WHAT YOU SHOULD DO:
Return every line of the listing below word for word, leaving out the pictures.

[Entries from a set of point annotations]
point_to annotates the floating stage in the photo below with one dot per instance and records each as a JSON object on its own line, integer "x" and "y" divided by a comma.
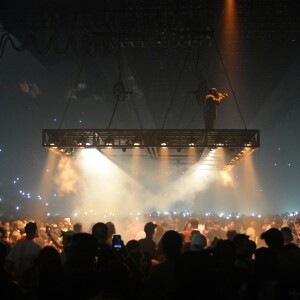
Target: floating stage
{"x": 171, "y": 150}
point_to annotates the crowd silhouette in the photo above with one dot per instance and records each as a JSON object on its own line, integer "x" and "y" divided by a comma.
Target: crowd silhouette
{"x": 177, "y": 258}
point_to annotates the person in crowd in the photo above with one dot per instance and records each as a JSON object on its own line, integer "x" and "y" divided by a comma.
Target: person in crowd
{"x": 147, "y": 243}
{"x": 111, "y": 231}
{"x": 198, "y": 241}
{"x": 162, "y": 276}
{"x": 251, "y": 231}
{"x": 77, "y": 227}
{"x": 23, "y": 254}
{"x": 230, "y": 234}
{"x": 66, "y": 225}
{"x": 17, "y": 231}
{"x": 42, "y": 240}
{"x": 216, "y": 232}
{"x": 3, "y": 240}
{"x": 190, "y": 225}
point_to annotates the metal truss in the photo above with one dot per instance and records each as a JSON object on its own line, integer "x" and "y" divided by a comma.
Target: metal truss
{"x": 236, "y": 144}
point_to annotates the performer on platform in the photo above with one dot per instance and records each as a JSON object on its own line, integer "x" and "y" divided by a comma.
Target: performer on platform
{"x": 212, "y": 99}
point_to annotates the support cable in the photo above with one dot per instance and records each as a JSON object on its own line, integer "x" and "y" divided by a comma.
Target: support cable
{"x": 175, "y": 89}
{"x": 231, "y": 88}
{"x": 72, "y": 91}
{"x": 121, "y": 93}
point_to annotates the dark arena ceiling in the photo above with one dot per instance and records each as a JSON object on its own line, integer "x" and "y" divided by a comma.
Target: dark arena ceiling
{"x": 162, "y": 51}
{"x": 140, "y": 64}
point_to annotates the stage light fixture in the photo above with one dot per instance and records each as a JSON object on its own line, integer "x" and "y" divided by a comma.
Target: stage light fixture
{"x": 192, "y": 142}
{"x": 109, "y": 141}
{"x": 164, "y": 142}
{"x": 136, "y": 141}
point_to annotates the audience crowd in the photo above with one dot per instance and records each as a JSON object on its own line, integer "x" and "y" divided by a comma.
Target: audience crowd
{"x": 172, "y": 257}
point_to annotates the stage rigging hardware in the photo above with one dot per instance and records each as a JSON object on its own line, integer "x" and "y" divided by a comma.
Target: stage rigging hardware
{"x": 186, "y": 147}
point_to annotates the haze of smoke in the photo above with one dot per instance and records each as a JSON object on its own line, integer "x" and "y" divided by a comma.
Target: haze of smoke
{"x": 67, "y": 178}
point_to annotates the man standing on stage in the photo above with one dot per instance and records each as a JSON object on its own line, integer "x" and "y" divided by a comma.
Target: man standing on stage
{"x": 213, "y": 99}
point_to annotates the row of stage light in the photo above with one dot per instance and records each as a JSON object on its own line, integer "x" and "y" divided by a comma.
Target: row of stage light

FINAL RESULT:
point_to annotates the floating stage in the photo below with one dot per instance and records each as a JSON object on its own line, integer "x" and "y" divided by a comma.
Target: floating stage
{"x": 171, "y": 150}
point_to annotates the crowd silhouette in the photo above with one dot per instance and records each as a JSON object on its own line, integer "x" and "y" divided by a comma.
Target: crowd silhouette
{"x": 177, "y": 258}
point_to annotates the person in crowd in the photo above with one dot per instance and records each as a JSON object on its own line, integer "x" and "y" divided by a comma.
Target: person in crowd
{"x": 147, "y": 243}
{"x": 111, "y": 231}
{"x": 198, "y": 241}
{"x": 162, "y": 276}
{"x": 251, "y": 231}
{"x": 77, "y": 227}
{"x": 23, "y": 254}
{"x": 230, "y": 234}
{"x": 66, "y": 225}
{"x": 17, "y": 231}
{"x": 42, "y": 240}
{"x": 216, "y": 232}
{"x": 3, "y": 240}
{"x": 190, "y": 225}
point_to annotates the metal truss in the photo above with one dot per instance and records each as a JSON object on its own line, integer "x" and "y" divided by a comma.
Target: metal truss
{"x": 236, "y": 144}
point_to annotates the performer on platform in the photo above with one dot per instance and records each as a JSON object on its own line, integer "x" and "y" divided by a comma.
Target: performer on platform
{"x": 212, "y": 99}
point_to annotates the support cable in the photo above with one dot per instance and records each as a JSON object on its own line, integer "x" and "y" divided by a comma.
Target: support cable
{"x": 175, "y": 89}
{"x": 231, "y": 88}
{"x": 72, "y": 91}
{"x": 121, "y": 93}
point_to annotates the dark arena ceiling in the photo above with one dot per instance and records each as a JSON object on its own line, integer "x" and "y" divided by a comma.
Target: dark arena ceiling
{"x": 162, "y": 51}
{"x": 140, "y": 64}
point_to annotates the stage light fixture in the photo above with one dot per instance and records each as a JSON object on its own line, integer "x" and "y" divided by a comma.
Target: stage light fixture
{"x": 192, "y": 142}
{"x": 109, "y": 141}
{"x": 164, "y": 142}
{"x": 136, "y": 141}
point_to annotates the audience crowd in the photo above with one dot per instance and records each as a JSON object on its own line, integer "x" and "y" divided by a comma.
Target: audience crowd
{"x": 172, "y": 257}
point_to annotates the stage rigging hardware in the photo above with one dot per instance and records each as a JSON object on its own line, integer "x" and "y" divided by a comma.
Target: stage rigging hardware
{"x": 186, "y": 147}
point_to annotates the haze of smoke in the photo above with one dot per instance and records each as a JSON object on its own line, integer "x" and "y" divided by a comma.
Target: haze of smoke
{"x": 67, "y": 178}
point_to annotates the man standing on stage in the photo above with one dot per instance and records each as a JSON object on its own line, integer "x" and "y" divided by a comma.
Target: man standing on stage
{"x": 213, "y": 99}
point_to annotates the row of stage light in the photo above with one dot per instance and records each as a JSON object on its own line, integer "x" and "y" divided by a comma.
Target: row of stage light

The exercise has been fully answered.